>> begin Selected excerpt

How to Get Out of Mental Violence

Some more important tips for getting out of violence and dealing with it:

1. Keep a diary

To help yourself decide whether to stay or leave the relationship and even after you have already left it – I highly recommend keeping a special diary that documents everything you experience in a relationship. Any case of violence, humiliation, criticism, belittling, stinging, harsh exchanges with the children, etc. – write down and document with a date.

It is advisable to do this in Google Doc which is saved automatically and even if something happens to the computer, the file will not disappear. It is also advisable to keep two copies of this file in different places so that if your spouse finds the file and deletes it, you will have another copy (this unfortunately happened to me once and I did not have another copy and a lot of information was lost forever).

This diary is very important because one of the things that happens to you when you are under violence, is that your memory begins to deceive you and you begin to believe the things your partner tells you – the same partner whose perception of reality is often completely distorted (if he does suffer from narcissistic personality disorder).

You tend to quickly forget every negative episode that happened and whitewash it, always striving to see the good in your spouse. It is a defense mechanism that allows you to stay there despite all the pain you are experiencing, because deep down on the subconscious level you believe you have no choice because you do not deserve better than that. The diary will help you gain clarity about the truth behind the situation you are experiencing and assess the severity of the situation over time.

After the separation, it is important that you continue to keep such a diary, if the spouse continues to be violent, intrusive, cross-border, harassing and / or talking to you in a disrespectful / offensive manner in the presence or absence of the children. Every such event is important to be documented.

Unfortunately I did not do that in the first years after the breakup at all, and I did not realize how much the violence continued. In fact we continued to conduct ourselves as a couple even many years after we broke up because I failed to put boundaries in a powerful, clear and sharp way.

2. Give yourself time

If your girlfriends / friends / family are trying to encourage you to “move on” and put the past behind you, but you are still in a state of grief and pain after the breakup, do not pay attention to them.

Give yourself as much time as you need to recover and heal yourself.

They try to help, but many times they do not understand the severity of the mental (maybe even physical) injury you went through, because the narcissist seems completely normal on the outside, and most likely you also hid the severity of the injury from them over the years, and maybe even from yourself.

>> end Selected excerpt

- _Goal A_
Can you sum up the advice on leaving mental violence in two sentences?
- _Goal B_
Can you answer these questions on the advice about leaving mental violence?
(i) Why does it recommend keeping two copies of the diary file in different places?
(ii) According to the text, what begins to happen to your memory when you are under violence?
(iii) What reason does it give for friends and family often not understanding the severity of the injury?
- _Goal C_
Could you carry on the advice about leaving mental violence from where it stops?
You won't need the lines that come with this text.

>> begin Source data

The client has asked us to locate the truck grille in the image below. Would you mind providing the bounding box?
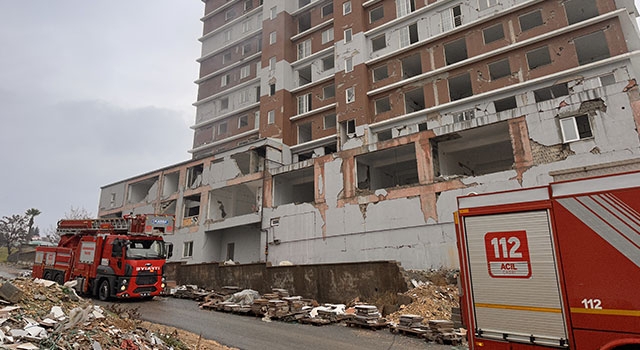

>> end Source data

- _Exercise response A_
Keep a dated diary of every instance of violence, humiliation, criticism, or belittling, ideally in an auto-saving Google Doc with a second copy stored elsewhere, both while in the relationship and after separating, because memory under violence deceives you and the diary brings clarity. Give yourself as much time as you need to recover, even if friends or family urge you to move on, since they often don't grasp how severe the injury was.

- _Exercise response B_
(i) If your spouse finds the file and deletes it, you will still have another copy.
(ii) Your memory begins to deceive you, and you begin to believe the things your partner tells you.
(iii) The narcissist seems completely normal on the outside, and you most likely hid the severity of the injury from them over the years, maybe even from yourself.

- _Exercise response C_
Treat yourself as much as possible to things that do you good and make you happy.

3. Lay down the swords

How to respond to your ex after you break up?

The more responsive you are to him, the harder it will be for you to disconnect from him mentally.

The best advice I got from the book “Will I ever be free of you” is  “Leave the swords, but wrap yourself in healing armor”.

People with narcissistic personality disorder love wars because they feed on your “lower” energy (anger, rage, guilt, jealousy, accusations, etc.). They also always have to “win.” Therefore – leave any attempt to change or “fix” him and focus on healing and rehabilitating you and the children.

4. Take responsibility

As Frank Sinatra said: “The best revenge is massive success” – instead of trying to take revenge and fight it, take full responsibility for creating this situation in your life (not your fault! But yes your responsibility), and focus your full attention on strengthening, passion, joy, healing and hope, defining your vision and fulfilling all your dreams, while dealing with legal matters with him (if necessary) as equally as possible.

I know it’s not always easy and it took me a long time to be able to do it myself, but if I had not been able to emotionally disengage from the struggle with it, I would have lost my sanity long ago.

List of sites and resources that can support you

Reading

About verbal violence, mental violence and narcissistic personality disorder:

1. Will I Ever Be Free of You?: How to Navigate a High-Conflict Divorce from a Narcissist and Heal Your Family – Dr. Karyl McBride – An excellent book and website that will help you understand if you are in a relationship with a narcissist.

2.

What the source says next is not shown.